*Goals*
• A. From the R scripts guide, extract the passage between "Using the RScripts" and "in looking through.", inclusive.
• B. Answer these questions using the R scripts guide:
(i) What symbol comes before each comment in the scripts?
(ii) In which directory does the script save the graphs it generates?
(iii) In the sample directory layout, which folder holds the .csv file?

*Provided text*
=====

Using the RScripts

R scripts are text files containing the commands (aka code) and comments used to perform computations. For BIOL 205, we’ve written the majority of the code for you. In BIOL 202, you’ll be doing much more of this from scratch. Even though much of the code has been written for you, we encourage you to read through the scripts in detail and see if you can figure out with the help of the comments exactly what’s going on!

There is a separate R script for each type of variable combination you might have for your research project. When it comes time for your final analysis, download the R script that corresponds to the types of variables you have in your experiment. In the mean time, download all or any that you’re interested in looking through.

While there are instructions within the R scripts themselves, the following sections describe how to use the R scripts in more detail. Be sure to read everything here and in the R scripts!

Alongside each line of code in the script is a comment proceeded with a hash tag (#). The comments are either descriptions of what the code is doing or instructions describing things you need to do.

You must correctly set up your project and working directory using the instructions below for this to work. You must also not simply open your R script, but instead launch your RProject file and then from within RStudio load the script from the built in file manager.

The general workflow here is:

  1. Launch RStudio using your RPoject file
  2. Load your data
  3. Provide the script with your variable names and the labels you’d like to use on your graphs
  4. Generate a graph; the script will save these to your figures/ directory
  5. Run your descriptive stats; the script will save these to your report/ directory where you can copy the relevant information to your RMarkdown file
  6. Run you statistical analyses; the script will save these to your report/ directory where you can copy the relevant information to your RMarkdown file

If you quite RStudio, you will need to re-run steps 1-3 to do any of steps 4-6 again.

Step 1: Set your working directory

If you haven’t already, make sure your working directory is set according to the instructions here in the Procedures and Guidelines Document.

Your directory should look something like this when you’re done, that is, after downloading at least one script, ensuring your data is in the project’s data folder, you’ve created an RMarkdown file, you’ve generated an RPoject file and put everything in its respective directory. Don’t worry if you don’t have all these things ready yet, just make sure that when you’re ready to run your scripts with your data, this is the model you’re working with.

├── BIOL205_RP/
│   ├── BIOL205_report.RProj
│   ├── data/
│   │   ├── 20221023_sample-data.csv
│   ├── figures/
│   ├── report/
│   │   ├── 20220101_Lab03_205_Assignment_V1.Rmd
│   ├── scripts/
│   │   ├── BIOL205_Script_Quantitative-Categorical.R

Step 2: Installing & Loading Required Packages

We’ll be using a couple of features that are not part of the basic install of R in our scripts. We add additional features in R with packages.

=====

*Entries supplied*
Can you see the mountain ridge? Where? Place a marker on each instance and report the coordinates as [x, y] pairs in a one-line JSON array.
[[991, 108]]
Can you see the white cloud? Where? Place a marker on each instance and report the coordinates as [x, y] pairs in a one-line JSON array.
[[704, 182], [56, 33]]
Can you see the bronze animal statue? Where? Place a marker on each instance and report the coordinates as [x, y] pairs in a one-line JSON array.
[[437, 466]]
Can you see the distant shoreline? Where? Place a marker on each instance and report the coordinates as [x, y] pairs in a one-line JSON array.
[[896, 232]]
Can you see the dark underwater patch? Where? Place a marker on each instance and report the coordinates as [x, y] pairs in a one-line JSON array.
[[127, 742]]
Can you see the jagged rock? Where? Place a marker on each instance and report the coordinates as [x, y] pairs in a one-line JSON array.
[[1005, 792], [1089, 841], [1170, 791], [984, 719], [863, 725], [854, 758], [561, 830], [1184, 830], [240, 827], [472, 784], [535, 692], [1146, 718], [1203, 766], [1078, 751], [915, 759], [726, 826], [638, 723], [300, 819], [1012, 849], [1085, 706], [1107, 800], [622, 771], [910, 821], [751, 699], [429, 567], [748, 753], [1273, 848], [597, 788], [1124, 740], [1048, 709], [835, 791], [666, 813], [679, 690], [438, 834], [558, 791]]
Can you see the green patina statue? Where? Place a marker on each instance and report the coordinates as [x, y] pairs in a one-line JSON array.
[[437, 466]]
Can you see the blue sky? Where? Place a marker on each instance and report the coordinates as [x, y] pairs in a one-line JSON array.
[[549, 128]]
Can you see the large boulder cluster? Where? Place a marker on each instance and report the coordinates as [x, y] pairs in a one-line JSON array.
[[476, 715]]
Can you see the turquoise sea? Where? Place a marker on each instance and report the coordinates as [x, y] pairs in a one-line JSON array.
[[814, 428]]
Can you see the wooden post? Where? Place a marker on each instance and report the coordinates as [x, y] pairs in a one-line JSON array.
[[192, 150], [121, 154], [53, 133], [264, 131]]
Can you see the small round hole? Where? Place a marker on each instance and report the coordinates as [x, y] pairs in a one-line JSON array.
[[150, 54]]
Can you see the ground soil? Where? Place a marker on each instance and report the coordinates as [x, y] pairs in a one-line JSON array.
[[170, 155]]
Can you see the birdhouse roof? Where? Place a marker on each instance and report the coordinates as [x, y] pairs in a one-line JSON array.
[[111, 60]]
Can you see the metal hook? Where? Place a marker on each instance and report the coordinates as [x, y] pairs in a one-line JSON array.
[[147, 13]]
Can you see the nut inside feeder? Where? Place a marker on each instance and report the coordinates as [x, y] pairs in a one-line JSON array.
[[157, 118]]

=====

*Exercise responses*
• A.
Using the RScripts

R scripts are text files containing the commands (aka code) and comments used to perform computations. For BIOL 205, we’ve written the majority of the code for you. In BIOL 202, you’ll be doing much more of this from scratch. Even though much of the code has been written for you, we encourage you to read through the scripts in detail and see if you can figure out with the help of the comments exactly what’s going on!

There is a separate R script for each type of variable combination you might have for your research project. When it comes time for your final analysis, download the R script that corresponds to the types of variables you have in your experiment. In the mean time, download all or any that you’re interested in looking through.

• B.
(i) A hash tag (#).
(ii) The figures/ directory.
(iii) The data/ folder.